◆ The exercise:
Present the lines from the one containing "As part of our data-labeling pipeline, annotate every stormy" through the one containing "[[243, 144, 263, 180], [100, 140, 118, 170]]" as a Markdown table with the columns Row and Line, omitting any blank lines.

:: Supplied entries

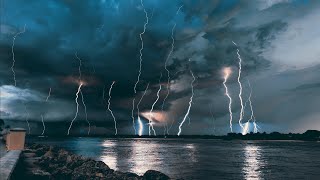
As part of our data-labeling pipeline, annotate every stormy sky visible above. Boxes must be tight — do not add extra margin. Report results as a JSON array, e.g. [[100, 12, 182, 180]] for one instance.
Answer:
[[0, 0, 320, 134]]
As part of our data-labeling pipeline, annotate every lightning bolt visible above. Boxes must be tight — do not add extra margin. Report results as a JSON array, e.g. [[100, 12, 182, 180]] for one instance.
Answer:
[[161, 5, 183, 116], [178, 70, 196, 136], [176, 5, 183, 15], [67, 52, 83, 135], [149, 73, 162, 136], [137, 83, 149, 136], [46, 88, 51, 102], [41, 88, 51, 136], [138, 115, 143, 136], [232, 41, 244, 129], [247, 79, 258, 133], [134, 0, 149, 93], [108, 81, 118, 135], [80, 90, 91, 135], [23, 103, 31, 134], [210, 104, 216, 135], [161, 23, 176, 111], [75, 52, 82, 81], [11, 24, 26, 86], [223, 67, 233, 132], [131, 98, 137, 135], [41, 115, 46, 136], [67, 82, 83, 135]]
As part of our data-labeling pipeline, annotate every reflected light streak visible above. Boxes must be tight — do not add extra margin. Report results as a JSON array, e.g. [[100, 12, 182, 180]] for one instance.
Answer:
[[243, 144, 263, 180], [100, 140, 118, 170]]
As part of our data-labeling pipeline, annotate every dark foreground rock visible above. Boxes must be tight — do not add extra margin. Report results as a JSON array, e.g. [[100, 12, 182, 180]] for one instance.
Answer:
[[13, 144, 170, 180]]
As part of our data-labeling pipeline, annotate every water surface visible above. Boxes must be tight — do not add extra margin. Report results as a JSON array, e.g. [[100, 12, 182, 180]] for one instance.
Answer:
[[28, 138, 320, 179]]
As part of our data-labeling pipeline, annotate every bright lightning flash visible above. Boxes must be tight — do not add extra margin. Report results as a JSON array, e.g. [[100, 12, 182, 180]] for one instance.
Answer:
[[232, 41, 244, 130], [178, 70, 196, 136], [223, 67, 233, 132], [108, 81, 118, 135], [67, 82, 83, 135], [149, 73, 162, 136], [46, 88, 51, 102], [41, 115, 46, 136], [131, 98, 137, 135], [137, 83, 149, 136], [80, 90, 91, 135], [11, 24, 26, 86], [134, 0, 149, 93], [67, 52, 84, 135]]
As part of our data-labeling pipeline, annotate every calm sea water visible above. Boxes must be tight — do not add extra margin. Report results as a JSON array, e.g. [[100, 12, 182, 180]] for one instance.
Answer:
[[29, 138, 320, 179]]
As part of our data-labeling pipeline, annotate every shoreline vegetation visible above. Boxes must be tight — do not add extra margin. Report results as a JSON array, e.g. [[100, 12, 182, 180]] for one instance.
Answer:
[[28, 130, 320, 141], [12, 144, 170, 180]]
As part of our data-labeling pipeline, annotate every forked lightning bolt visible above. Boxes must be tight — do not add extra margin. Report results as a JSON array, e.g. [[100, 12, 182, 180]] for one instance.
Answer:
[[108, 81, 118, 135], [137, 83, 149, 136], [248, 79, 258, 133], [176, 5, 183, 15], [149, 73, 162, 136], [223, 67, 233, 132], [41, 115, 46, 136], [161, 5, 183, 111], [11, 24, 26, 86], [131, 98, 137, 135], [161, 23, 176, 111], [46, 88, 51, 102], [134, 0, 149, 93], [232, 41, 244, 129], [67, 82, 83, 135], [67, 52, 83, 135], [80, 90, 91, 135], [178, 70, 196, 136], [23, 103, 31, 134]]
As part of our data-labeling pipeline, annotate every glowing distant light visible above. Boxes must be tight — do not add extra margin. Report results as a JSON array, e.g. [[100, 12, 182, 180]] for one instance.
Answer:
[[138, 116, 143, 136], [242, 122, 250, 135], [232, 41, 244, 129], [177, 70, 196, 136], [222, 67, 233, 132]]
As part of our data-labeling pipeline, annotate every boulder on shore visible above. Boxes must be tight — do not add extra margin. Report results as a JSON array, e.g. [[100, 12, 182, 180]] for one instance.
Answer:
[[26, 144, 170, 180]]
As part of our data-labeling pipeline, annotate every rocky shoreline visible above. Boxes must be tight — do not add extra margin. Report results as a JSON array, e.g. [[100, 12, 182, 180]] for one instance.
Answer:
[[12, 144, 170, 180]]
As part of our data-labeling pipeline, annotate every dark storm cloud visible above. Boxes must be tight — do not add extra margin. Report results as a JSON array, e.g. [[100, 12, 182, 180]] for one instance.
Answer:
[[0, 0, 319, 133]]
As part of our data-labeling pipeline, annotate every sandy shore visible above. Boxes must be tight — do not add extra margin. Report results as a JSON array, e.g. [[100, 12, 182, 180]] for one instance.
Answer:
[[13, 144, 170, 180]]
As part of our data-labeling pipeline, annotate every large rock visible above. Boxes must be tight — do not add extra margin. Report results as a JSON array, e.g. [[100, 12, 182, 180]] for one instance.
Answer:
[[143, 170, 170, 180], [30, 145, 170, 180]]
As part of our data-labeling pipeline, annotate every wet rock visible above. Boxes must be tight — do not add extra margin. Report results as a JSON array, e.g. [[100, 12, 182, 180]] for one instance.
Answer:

::::
:: Supplied entries

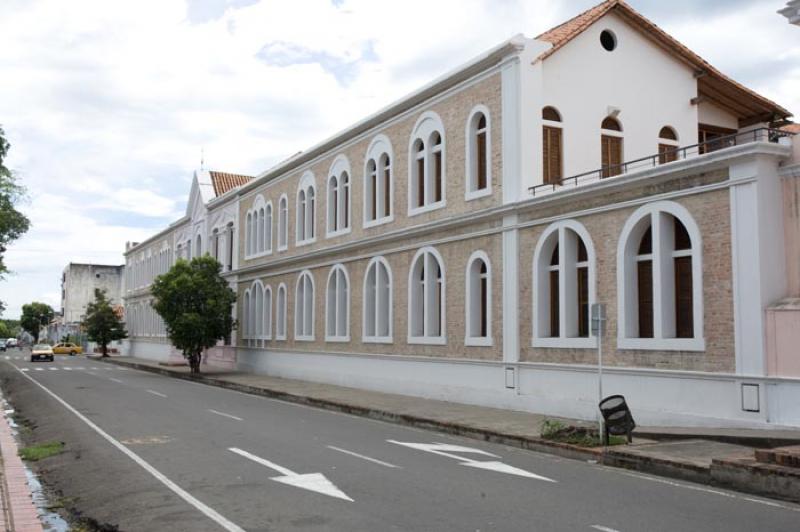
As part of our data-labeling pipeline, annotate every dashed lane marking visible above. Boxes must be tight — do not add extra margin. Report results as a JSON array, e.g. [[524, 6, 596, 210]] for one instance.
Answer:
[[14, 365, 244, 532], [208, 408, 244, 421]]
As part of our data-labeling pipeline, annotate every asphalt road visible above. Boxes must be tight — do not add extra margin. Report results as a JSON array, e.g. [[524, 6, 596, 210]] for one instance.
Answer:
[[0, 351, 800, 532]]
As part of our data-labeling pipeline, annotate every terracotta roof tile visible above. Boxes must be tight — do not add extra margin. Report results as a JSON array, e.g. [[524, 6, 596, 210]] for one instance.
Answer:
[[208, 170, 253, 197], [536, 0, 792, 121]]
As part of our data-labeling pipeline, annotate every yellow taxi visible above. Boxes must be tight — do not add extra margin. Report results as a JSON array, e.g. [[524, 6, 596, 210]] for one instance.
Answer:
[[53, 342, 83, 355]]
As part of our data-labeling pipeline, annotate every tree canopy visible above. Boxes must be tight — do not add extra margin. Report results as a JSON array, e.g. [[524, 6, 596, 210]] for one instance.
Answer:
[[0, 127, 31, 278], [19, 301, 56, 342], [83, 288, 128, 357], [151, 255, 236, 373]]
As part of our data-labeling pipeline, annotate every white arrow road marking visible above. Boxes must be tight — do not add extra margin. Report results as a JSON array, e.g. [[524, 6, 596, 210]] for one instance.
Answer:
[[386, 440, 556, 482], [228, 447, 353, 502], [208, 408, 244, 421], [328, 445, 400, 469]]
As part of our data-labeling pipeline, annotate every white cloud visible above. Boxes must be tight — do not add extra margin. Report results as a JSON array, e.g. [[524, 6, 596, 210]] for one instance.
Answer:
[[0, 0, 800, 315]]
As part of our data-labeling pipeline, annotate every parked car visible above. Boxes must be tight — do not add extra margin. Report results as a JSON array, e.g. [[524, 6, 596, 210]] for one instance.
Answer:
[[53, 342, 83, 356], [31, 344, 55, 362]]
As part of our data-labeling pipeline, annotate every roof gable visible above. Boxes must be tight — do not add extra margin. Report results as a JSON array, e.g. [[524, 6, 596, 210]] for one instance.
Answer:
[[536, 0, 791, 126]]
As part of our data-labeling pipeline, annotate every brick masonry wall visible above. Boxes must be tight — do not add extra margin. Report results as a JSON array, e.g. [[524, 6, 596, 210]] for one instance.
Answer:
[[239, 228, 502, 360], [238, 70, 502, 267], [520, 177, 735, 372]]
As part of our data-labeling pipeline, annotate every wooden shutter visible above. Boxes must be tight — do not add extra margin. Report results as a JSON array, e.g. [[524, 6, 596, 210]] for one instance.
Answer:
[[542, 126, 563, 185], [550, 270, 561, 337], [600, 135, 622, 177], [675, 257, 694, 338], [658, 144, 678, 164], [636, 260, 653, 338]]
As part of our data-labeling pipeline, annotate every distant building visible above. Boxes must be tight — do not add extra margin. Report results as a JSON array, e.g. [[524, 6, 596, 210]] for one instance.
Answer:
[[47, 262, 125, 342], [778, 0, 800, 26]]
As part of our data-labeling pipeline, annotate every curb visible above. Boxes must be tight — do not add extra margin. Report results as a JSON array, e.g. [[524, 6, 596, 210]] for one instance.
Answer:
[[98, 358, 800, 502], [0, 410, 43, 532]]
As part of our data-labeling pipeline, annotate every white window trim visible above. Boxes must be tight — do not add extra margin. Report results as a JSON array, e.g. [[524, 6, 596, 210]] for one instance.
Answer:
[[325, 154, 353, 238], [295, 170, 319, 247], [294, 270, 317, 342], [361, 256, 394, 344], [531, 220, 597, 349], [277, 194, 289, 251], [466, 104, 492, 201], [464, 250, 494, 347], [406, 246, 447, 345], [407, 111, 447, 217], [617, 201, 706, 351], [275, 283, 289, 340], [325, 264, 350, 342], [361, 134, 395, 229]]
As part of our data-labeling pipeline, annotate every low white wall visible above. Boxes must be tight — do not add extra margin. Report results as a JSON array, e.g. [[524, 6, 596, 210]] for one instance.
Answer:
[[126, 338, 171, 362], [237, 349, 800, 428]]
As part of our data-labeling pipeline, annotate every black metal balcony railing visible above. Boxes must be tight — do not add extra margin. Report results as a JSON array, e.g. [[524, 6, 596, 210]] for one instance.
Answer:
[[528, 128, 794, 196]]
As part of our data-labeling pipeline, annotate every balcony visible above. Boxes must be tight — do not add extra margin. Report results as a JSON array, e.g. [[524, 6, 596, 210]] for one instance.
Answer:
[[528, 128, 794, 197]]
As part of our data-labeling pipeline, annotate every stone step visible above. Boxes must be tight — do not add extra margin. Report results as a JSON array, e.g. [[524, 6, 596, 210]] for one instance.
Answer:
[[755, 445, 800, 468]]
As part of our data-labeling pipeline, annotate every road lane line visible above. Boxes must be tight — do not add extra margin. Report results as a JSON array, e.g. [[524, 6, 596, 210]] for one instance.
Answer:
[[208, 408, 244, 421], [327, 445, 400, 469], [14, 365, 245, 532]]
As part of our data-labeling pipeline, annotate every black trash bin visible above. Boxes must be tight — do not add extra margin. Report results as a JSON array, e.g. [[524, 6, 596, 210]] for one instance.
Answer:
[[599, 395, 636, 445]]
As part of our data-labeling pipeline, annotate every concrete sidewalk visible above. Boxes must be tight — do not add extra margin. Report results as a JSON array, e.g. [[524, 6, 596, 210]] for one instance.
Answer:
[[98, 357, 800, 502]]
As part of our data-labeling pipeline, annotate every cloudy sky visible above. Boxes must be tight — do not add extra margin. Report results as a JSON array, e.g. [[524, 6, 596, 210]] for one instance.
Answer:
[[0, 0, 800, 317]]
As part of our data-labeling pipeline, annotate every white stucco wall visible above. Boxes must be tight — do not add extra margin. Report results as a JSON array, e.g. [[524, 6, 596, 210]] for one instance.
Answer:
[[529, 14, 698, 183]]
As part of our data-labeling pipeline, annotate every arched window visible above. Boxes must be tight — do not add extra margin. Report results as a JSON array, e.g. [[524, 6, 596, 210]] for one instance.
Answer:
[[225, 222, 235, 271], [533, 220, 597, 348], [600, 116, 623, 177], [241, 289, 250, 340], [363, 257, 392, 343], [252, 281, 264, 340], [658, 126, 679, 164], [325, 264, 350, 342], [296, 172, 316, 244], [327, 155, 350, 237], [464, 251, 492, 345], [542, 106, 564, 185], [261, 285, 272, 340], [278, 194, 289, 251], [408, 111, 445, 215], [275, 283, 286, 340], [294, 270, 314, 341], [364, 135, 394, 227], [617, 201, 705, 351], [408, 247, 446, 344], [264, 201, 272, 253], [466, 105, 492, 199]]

::::
:: Supplied entries

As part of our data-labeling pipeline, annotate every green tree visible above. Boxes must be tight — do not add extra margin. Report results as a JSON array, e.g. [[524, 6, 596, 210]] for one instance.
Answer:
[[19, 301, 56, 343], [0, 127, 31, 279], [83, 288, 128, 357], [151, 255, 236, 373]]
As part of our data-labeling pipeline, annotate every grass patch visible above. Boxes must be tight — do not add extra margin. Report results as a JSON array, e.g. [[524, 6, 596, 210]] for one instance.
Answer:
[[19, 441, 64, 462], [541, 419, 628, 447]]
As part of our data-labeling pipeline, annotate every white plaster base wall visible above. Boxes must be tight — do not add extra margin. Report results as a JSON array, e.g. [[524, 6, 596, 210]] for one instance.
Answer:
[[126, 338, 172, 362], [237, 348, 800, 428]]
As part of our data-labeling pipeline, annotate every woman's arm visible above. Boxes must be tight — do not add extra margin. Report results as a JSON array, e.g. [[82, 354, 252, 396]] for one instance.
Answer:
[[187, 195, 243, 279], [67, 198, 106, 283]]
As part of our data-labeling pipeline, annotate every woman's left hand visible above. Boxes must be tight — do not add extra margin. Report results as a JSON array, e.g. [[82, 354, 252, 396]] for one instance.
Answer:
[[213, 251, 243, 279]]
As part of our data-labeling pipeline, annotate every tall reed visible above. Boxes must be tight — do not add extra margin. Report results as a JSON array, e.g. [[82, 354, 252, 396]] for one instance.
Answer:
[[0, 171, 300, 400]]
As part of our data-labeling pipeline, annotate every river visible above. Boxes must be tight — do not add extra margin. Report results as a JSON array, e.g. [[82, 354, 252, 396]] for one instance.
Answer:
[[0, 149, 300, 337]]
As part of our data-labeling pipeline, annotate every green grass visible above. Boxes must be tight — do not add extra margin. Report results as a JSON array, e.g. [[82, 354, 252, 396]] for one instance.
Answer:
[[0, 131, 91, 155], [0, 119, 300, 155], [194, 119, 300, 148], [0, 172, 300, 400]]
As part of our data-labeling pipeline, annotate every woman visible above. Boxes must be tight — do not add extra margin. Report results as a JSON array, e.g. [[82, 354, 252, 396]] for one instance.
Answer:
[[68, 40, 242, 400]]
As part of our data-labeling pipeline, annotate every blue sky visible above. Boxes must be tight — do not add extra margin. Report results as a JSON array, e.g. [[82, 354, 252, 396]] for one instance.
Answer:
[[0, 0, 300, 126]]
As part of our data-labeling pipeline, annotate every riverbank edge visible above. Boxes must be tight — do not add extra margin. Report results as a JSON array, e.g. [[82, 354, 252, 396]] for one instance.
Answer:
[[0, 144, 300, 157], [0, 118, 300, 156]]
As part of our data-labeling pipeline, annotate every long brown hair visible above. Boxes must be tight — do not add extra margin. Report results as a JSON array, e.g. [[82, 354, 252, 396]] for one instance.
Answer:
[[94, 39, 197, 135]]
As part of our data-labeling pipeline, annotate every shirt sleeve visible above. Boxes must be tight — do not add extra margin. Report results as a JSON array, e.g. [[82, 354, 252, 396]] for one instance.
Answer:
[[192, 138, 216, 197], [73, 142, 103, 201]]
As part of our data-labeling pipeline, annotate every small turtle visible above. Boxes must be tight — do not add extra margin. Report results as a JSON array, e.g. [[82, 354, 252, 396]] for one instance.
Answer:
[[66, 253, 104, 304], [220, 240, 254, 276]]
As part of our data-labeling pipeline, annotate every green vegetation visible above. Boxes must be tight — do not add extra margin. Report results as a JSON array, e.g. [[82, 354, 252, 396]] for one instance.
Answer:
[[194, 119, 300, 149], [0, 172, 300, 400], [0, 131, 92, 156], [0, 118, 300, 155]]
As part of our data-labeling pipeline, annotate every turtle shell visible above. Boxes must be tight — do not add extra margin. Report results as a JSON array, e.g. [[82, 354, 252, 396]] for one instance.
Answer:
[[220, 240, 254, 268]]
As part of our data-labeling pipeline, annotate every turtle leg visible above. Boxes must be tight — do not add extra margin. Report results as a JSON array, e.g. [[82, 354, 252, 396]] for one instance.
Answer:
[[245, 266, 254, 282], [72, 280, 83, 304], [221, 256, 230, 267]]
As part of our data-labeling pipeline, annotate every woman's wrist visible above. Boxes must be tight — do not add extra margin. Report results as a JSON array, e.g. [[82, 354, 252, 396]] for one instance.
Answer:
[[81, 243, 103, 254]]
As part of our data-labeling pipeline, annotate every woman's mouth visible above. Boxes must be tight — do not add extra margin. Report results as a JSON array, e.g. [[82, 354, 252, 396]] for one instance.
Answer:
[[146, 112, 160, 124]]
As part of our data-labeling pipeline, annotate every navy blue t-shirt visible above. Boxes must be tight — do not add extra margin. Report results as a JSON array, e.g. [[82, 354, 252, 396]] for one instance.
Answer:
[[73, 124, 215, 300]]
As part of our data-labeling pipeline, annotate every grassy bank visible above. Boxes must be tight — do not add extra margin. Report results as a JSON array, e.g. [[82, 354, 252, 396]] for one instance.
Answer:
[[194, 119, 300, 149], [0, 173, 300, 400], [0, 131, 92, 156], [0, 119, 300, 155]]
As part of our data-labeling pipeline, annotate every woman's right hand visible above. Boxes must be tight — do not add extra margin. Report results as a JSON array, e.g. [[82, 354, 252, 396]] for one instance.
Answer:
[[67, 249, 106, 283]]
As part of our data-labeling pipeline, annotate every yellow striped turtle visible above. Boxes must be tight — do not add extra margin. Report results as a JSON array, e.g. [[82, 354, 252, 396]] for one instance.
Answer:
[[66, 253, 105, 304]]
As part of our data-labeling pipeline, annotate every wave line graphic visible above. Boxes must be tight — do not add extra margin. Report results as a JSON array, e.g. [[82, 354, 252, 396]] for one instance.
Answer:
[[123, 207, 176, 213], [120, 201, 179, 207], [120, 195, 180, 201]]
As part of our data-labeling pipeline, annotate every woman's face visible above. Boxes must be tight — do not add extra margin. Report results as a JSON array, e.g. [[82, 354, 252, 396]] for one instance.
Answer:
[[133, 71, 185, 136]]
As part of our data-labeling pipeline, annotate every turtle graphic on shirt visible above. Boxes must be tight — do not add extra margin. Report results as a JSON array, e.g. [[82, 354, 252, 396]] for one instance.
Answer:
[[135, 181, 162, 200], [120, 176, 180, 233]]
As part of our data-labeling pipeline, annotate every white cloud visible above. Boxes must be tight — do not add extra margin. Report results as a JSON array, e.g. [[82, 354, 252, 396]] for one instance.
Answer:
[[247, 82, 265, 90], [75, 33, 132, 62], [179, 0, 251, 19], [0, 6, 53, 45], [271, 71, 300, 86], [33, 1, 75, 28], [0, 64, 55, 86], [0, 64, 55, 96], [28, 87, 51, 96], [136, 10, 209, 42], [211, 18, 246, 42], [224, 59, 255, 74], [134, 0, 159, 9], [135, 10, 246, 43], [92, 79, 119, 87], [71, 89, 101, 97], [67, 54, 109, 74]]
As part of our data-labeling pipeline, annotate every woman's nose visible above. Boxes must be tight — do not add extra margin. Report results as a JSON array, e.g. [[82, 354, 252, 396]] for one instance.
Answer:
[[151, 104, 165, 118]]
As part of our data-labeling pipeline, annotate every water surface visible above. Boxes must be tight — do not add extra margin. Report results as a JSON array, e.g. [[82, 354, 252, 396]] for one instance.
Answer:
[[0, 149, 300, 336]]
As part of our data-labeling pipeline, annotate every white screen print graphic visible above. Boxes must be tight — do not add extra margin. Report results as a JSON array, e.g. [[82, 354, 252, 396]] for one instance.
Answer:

::::

◆ Response:
| Row | Line |
|---|---|
| 1 | As part of our data-labeling pipeline, annotate every stormy sky visible above. Boxes must be tight — do not add extra margin. Report results as a JSON array, e.g. [[100, 12, 182, 180]] for one instance. |
| 2 | Answer: |
| 3 | [[0, 0, 320, 134]] |
| 4 | As part of our data-labeling pipeline, annotate every lightning bolt visible above. Boxes must be tight — do not add extra margin. Report results as a JSON array, e.g. [[100, 12, 182, 180]] for one instance. |
| 5 | Answer: |
| 6 | [[161, 5, 183, 116], [178, 70, 196, 136], [176, 5, 183, 15], [67, 52, 83, 135], [149, 73, 162, 136], [137, 83, 149, 136], [46, 88, 51, 102], [41, 88, 51, 136], [138, 115, 143, 136], [232, 41, 244, 129], [247, 79, 258, 133], [134, 0, 149, 93], [108, 81, 118, 135], [80, 90, 91, 135], [23, 103, 31, 134], [210, 104, 216, 135], [161, 23, 176, 111], [75, 52, 82, 81], [11, 24, 26, 86], [223, 67, 233, 132], [131, 98, 137, 135], [41, 115, 46, 136], [67, 82, 83, 135]] |
| 7 | As part of our data-labeling pipeline, annotate every reflected light streak visible above. Boxes must be tight — do not add extra margin. Report results as a JSON array, e.g. [[100, 12, 182, 180]] for one instance. |
| 8 | Answer: |
| 9 | [[243, 144, 263, 180], [100, 140, 118, 170]] |